Stored items from a collection:

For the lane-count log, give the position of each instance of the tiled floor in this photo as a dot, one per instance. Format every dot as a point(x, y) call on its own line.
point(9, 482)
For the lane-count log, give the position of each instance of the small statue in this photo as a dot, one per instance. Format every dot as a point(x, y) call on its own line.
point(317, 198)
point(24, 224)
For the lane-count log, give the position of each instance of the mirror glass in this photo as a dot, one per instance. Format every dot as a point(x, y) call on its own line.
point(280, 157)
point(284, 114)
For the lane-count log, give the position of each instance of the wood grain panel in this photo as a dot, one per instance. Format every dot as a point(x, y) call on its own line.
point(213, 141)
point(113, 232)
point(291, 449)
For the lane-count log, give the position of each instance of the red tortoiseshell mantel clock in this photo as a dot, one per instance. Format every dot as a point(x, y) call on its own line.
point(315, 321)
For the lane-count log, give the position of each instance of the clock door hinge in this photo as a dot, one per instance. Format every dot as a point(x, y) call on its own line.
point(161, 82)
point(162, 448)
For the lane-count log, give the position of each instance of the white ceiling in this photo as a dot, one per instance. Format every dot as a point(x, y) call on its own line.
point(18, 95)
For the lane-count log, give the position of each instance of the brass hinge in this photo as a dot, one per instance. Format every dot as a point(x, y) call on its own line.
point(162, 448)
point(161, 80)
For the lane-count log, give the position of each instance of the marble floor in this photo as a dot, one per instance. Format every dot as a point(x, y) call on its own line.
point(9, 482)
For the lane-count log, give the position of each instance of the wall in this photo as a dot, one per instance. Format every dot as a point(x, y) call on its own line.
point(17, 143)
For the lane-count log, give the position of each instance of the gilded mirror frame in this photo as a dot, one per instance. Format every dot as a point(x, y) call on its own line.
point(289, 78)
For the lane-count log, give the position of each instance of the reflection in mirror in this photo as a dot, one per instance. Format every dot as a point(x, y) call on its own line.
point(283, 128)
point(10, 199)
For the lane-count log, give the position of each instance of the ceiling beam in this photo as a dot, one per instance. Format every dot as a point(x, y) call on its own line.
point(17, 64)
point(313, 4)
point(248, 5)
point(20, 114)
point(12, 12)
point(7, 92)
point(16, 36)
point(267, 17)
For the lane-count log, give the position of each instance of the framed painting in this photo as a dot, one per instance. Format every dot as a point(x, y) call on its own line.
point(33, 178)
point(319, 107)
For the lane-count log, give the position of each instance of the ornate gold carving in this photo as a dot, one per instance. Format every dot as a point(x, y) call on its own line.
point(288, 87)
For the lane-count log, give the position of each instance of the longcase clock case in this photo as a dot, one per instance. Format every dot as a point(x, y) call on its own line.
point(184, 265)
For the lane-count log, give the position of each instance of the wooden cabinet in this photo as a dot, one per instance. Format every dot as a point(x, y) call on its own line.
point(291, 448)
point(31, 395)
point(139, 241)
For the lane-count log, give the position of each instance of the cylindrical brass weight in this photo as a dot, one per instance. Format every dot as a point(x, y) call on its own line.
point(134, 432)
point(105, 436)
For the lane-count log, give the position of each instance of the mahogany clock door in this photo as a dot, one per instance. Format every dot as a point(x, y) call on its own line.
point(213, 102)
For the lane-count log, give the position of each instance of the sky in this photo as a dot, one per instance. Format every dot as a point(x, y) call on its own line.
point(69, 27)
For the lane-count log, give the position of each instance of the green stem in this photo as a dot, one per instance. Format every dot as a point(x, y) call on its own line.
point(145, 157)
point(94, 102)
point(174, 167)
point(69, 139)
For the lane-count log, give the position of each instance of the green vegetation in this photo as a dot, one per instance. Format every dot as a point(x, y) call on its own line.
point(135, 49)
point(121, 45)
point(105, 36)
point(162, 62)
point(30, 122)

--- TASK ITEM ---
Restate all entries above verbatim.

--- ANSWER SPACE ---
For the lane-count log, give the position of each instance of the tiled floor in this photo as a dot, one per instance. Format every dot as a point(x, y) call on its own line.
point(9, 482)
For the lane-count log, give the position of each instance of the small statue in this photo as a dot, one per instance. Format every dot as a point(x, y) call on its own line.
point(317, 198)
point(24, 224)
For the lane-count log, give the position of each instance of the mirror glass in this photo as a dot, one per instance. Format every dot as a point(x, y) call on its own line.
point(280, 157)
point(284, 114)
For the lane-count log, give the position of each instance of the wood grain panel in this photo as a dot, one per instance. Format every dot as a point(x, y) call on its own line.
point(213, 141)
point(113, 232)
point(291, 449)
For the lane-count log, give the position of each instance of the red tortoiseshell mantel clock in this photo as a dot, one per instance. Format every dot as a point(x, y) call on its own line.
point(315, 321)
For the lane-count log, give the position of each instance of the clock door hinge in this photo as a dot, one per instance. Format every dot as a point(x, y) call on its own line.
point(161, 82)
point(162, 448)
For the lane-count log, give the position of each instance of the white ceiling in this photo as a dot, one per instance. Format every dot as a point(x, y) call on its own line.
point(18, 95)
For the lane-count log, give the position of each instance of the brass hinge in this photo as a dot, one per instance. Format every dot as a point(x, y) call on its own line.
point(162, 448)
point(161, 80)
For the lane-count log, give the position of each instance of the marble floor in this photo as a dot, one per instance. Format every dot as a point(x, y) call on its own line.
point(9, 482)
For the lane-count log, give the position of each instance of the wall in this photo as a dot, one per instance. Format every dot as a point(x, y) call on its own line.
point(17, 143)
For the lane-count log, give the position of each instance of the gilded mirror frame in this photo as a dot, one per instance. Format every dot as a point(x, y) call on its own line.
point(289, 78)
For the lane-count log, give the position of each instance of the reflection in mirror in this photo as a dot, one per instance. Format every dot as a point(x, y) call on its own line.
point(283, 128)
point(10, 199)
For the lane-count log, give the position of each instance of the ceiling beam in this photo as a dot, one per instance. Format every dot as a point(x, y) call on its own line.
point(17, 64)
point(313, 4)
point(248, 5)
point(20, 114)
point(12, 12)
point(7, 92)
point(16, 36)
point(267, 17)
For the lane-count log, give the position of each instance of the framed painting in this photo as a dot, one per instance. Format every dot as a point(x, y) call on its own line.
point(33, 178)
point(319, 107)
For the lane-count log, give the position of each instance of the ornate gold carving in this photo as a dot, one per instance. Format every dot as a point(x, y) call on its own line.
point(288, 87)
For the lane-count log, give the position of each instance of the longcase clock case in this photo as a dot, one per instance. Format every dot as a point(x, y) call on its own line.
point(184, 265)
For the lane-count log, give the position of each instance of the wooden cabinet in this photo as a dot, one per instance. Format every dot as a point(x, y) call on its own line.
point(291, 448)
point(31, 395)
point(139, 241)
For the lane-count log, give the position of each instance of the cylindrical brass weight in this photo as a dot, one per instance. Format every dot as a point(x, y) call on its own line.
point(134, 432)
point(105, 436)
For the lane-count log, give the position of each instance of the mahogany clock door in this photo as a dot, one per instance. Format every dot as a point(x, y) call on its own line.
point(213, 102)
For the lane-count log, give the position of each instance of the sky in this photo as a dot, one per instance. Format every dot as a point(x, y) call on its own line.
point(69, 27)
For the lane-count log, give the position of each instance of the green stem in this photo as a dot, one per instance. Format every dot as a point(x, y) call on its own line.
point(145, 157)
point(94, 102)
point(174, 167)
point(69, 139)
For the lane-count log, give the position of each instance of the green vegetation in this photo as a dot, one per instance. Format every dot as a point(x, y) call on its own line.
point(135, 49)
point(121, 45)
point(105, 36)
point(162, 62)
point(30, 122)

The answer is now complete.